▶ **Exercise materials**:
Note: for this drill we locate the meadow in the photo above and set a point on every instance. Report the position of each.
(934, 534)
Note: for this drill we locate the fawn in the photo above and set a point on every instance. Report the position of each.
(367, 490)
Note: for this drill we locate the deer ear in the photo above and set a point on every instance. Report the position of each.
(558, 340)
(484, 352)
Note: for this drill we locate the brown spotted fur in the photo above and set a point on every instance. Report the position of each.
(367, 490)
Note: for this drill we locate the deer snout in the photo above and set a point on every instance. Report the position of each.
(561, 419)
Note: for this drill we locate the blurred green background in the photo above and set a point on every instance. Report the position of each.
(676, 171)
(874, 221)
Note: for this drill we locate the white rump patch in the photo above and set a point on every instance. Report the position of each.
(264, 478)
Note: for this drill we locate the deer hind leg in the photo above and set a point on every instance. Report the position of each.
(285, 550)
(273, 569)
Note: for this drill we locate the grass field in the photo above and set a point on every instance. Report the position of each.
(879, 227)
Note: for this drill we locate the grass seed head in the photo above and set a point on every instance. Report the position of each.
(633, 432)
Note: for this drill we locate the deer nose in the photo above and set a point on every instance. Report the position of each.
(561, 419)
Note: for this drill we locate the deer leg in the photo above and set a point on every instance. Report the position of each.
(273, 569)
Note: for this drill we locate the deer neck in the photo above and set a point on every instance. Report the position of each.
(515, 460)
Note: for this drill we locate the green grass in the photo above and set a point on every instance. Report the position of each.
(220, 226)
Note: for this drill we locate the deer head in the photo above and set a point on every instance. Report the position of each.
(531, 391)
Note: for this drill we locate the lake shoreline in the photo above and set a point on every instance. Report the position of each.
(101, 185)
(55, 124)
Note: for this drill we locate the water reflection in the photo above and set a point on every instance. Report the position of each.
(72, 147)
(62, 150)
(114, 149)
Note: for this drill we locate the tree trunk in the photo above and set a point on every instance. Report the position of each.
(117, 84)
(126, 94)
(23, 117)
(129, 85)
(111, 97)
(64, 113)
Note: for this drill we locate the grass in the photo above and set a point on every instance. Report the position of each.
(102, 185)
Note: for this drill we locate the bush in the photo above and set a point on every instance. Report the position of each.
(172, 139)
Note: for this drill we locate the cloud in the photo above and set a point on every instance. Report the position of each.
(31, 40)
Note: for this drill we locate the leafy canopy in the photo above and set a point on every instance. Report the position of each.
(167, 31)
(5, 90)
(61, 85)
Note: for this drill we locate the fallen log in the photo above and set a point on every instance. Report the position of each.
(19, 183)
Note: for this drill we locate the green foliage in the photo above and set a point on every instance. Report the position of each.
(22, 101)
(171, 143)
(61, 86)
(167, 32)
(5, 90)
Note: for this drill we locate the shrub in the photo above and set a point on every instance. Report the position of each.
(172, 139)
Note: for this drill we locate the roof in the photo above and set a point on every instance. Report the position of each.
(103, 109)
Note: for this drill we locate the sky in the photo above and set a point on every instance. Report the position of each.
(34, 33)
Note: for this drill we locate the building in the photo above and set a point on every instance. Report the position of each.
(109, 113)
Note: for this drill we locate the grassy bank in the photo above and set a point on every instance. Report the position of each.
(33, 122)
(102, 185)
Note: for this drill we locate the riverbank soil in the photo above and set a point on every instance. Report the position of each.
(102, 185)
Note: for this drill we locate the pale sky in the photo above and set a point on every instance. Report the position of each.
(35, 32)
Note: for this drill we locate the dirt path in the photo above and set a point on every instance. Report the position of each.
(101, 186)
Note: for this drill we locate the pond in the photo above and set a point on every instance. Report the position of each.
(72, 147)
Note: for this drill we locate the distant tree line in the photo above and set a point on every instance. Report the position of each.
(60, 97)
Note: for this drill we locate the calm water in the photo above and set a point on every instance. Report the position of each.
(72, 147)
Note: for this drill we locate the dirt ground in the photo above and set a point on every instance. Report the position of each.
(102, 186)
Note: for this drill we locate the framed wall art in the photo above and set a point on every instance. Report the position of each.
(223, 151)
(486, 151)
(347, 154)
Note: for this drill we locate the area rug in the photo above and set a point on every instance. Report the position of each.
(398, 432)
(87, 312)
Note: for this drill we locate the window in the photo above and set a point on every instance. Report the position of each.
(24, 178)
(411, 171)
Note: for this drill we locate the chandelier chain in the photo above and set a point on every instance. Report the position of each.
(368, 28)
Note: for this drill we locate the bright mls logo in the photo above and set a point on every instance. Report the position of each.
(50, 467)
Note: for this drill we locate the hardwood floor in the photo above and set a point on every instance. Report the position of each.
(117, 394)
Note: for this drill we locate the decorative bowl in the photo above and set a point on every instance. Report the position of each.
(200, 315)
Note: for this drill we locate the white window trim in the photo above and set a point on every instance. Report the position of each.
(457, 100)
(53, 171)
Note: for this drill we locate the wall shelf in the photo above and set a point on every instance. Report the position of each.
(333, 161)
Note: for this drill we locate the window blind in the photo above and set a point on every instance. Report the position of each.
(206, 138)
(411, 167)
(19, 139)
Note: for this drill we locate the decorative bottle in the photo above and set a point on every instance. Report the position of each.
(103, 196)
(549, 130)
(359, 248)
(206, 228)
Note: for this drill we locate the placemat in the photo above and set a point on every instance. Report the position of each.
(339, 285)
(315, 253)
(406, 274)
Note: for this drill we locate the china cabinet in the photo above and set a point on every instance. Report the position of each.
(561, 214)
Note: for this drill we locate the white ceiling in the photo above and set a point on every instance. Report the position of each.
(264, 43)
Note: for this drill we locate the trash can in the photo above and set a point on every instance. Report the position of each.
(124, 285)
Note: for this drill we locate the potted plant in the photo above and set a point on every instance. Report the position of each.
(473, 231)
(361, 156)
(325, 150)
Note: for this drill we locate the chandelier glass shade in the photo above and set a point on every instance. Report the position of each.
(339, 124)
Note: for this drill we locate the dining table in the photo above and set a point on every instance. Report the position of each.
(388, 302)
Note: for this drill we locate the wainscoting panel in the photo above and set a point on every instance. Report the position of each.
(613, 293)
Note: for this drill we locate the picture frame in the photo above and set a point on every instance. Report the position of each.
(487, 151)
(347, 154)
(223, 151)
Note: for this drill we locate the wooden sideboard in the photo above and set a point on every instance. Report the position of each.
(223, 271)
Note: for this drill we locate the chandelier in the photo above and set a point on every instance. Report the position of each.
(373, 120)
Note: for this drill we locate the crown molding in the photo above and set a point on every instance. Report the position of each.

▶ **What the task asks**:
Transcribe each record exactly. Leave nothing out.

▶ **Result of this exercise**:
Note: for this drill we locate the meadow in the photo above and set a point on every instance. Report the position of each.
(934, 534)
Note: for this drill we locate the fawn in the photo above and set a point on every instance. Report the position of each.
(367, 490)
Note: for this drill we locate the deer ear in the photo above and set a point on every instance. Report the position of each.
(558, 340)
(484, 352)
Note: for this drill we locate the brown spotted fur in the photo above and set a point on every instance. Report the position of each.
(367, 490)
Note: for this drill we locate the deer snout in the photo above and set a point on every instance. Report the position of each.
(561, 419)
Note: for this drill we locate the blurred green background in the photo above and set a point on every instance. Report the position of each.
(676, 171)
(874, 221)
Note: for this drill we locate the white rump patch in the photo above and set a point on every instance. Report the position of each.
(264, 478)
Note: for this drill we locate the deer hind leg in the photo above and set a point on every instance. Report the position of each.
(285, 550)
(273, 569)
Note: for this drill we locate the grass field in the photo above and set a point on every instance. Report the position of each.
(879, 227)
Note: for this drill we locate the grass seed head in the photo above and set a point on every instance. Report the position of each.
(633, 432)
Note: for this drill we locate the deer nose in the photo above and set a point on every instance. Report the position of each.
(561, 419)
Note: for this drill we locate the deer leg in the photo above and set a point on every instance. Report the position of each.
(273, 569)
Note: for this drill we locate the deer neck in the photo above and set a point on every instance. Report the position of each.
(515, 460)
Note: for this drill we locate the green grass in the photo above and set a point on every instance. Report the position of each.
(220, 226)
Note: for this drill we locate the deer head in the photo above and set a point on every instance. Report the position of each.
(531, 391)
Note: for this drill we locate the lake shoreline in the photo above and set a point on every instance. Report the position of each.
(101, 185)
(55, 124)
Note: for this drill we locate the water reflection in the photo above and set a point on every instance. Report the position of each.
(72, 147)
(62, 150)
(114, 149)
Note: for this drill we locate the tree trunk in the photo above and set a point on every instance. Report the position of each.
(117, 84)
(126, 94)
(23, 117)
(129, 85)
(111, 97)
(64, 113)
Note: for this drill we locate the grass in the photo above and set a point on every instance. Report the position of each.
(102, 185)
Note: for this drill we locate the bush in the photo above and set a point on every instance. Report the position of each.
(172, 139)
Note: for this drill we locate the cloud in the photo above and set a point on every instance. Report the position of each.
(31, 40)
Note: for this drill we locate the leafy canopy in the photo above and set a point on every instance. Report the position of each.
(167, 31)
(5, 90)
(61, 85)
Note: for this drill we locate the fallen log in the photo above and set a point on every instance. Report the position of each.
(19, 183)
Note: for this drill we locate the green foliage in the photo above and set a point on every instance. Report the position of each.
(22, 101)
(171, 143)
(61, 86)
(167, 32)
(5, 90)
Note: for this drill we locate the shrub in the photo above and set a point on every instance. Report the position of each.
(172, 139)
Note: for this drill we locate the roof in the photo above and set a point on every instance. Report the position of each.
(103, 109)
Note: for this drill we locate the sky in the photo above and set a point on every instance. Report the position of each.
(34, 33)
Note: for this drill we locate the building in the photo above and set a point on every instance. Report the position of each.
(109, 113)
Note: for this drill we locate the grassy bank in the photo above and set a point on every instance. Report the position of each.
(33, 122)
(102, 185)
Note: for this drill we locate the riverbank soil in the photo above and set a point on every instance. Report the position of each.
(102, 185)
Note: for this drill we locate the pale sky in the photo above and set a point on every instance. Report the position of each.
(35, 32)
Note: for this drill we locate the dirt path in the photo above and set a point on every instance. Report the position of each.
(101, 186)
Note: for this drill we locate the pond in the photo above and set a point on every instance. Report the position of each.
(72, 147)
Note: for this drill we locate the distant tree line in the photo above and set a point on every instance. Report the position of each.
(60, 97)
Note: for this drill we locate the calm water in the photo above and set a point on every instance. Report the position of each.
(72, 147)
Note: for this drill we locate the dirt ground in the photo above and set a point on every instance. Report the position of each.
(102, 186)
Note: for this drill we locate the framed wall art in the photo above and set a point on every instance. Report the position of each.
(223, 151)
(486, 151)
(347, 154)
Note: for this drill we locate the area rug in the photo above and set a point on every instance. Report the position of each.
(398, 432)
(87, 312)
Note: for this drill we locate the window in the photo above and set a point on every instance. Report the position of each.
(24, 178)
(411, 171)
Note: for this drill we locate the chandelier chain in the photo above and set a point on every instance. Report the position of each.
(368, 28)
Note: for this drill we locate the bright mls logo in the photo above and set a point on every instance. Report the position of each.
(50, 467)
Note: for this drill we locate the hardwood floor in the photo above and set a point on every instance. Report the position of each.
(117, 394)
Note: for this drill we locate the decorative bowl in the photo above and set a point on every instance. Report the position of each.
(200, 315)
Note: for this drill we locate the white window trim in the photo above and set a point on every instance. Report the position of each.
(457, 100)
(53, 171)
Note: for this drill we locate the wall shelf in the photo above and set a point on every instance. Report the position of each.
(333, 161)
Note: for this drill we locate the window blind in the photo above and set a point on every instance. Report the position of each.
(206, 138)
(411, 167)
(19, 139)
Note: for this drill we locate the decorative bottle in the photo above and set a point on every instance. Report the position of each.
(103, 196)
(549, 130)
(359, 248)
(206, 228)
Note: for this drill we locate the placemat in the photo above and set a point on every instance. Report the position of each.
(339, 285)
(315, 253)
(406, 274)
Note: for this drill we locate the china cabinet in the photo above and set a point on every instance. Report the position of each.
(561, 214)
Note: for this drill we locate the white ceiling in the photo above and set a point on every instance. Report the position of each.
(264, 43)
Note: for this drill we locate the trash can in the photo above and set a point on every instance. Report the position of each.
(124, 285)
Note: for this drill we locate the potted plant in the photo above and set a point on every instance. Report the position of each.
(473, 231)
(361, 156)
(325, 150)
Note: for this drill we locate the chandelier glass shade in the photo above and set a point on every instance. Report the position of each.
(339, 124)
Note: for this drill we locate the dining table in the photo above and set a point on every instance. Report the position of each.
(388, 302)
Note: for this drill we locate the wainscoting panel in the photo above and set a point on every instance. Report the position of each.
(613, 293)
Note: for this drill we locate the picture frame in the photo above and set a point on every instance. Report the position of each.
(487, 151)
(347, 154)
(223, 151)
Note: for this drill we locate the wooden sideboard in the photo above and set a point on every instance. Report the position of each.
(223, 271)
Note: for this drill we locate the chandelier in the photo above and set a point on every instance. Report the position of each.
(373, 120)
Note: for this drill we locate the crown molding in the photo above and set a point on every instance. Report the position of each.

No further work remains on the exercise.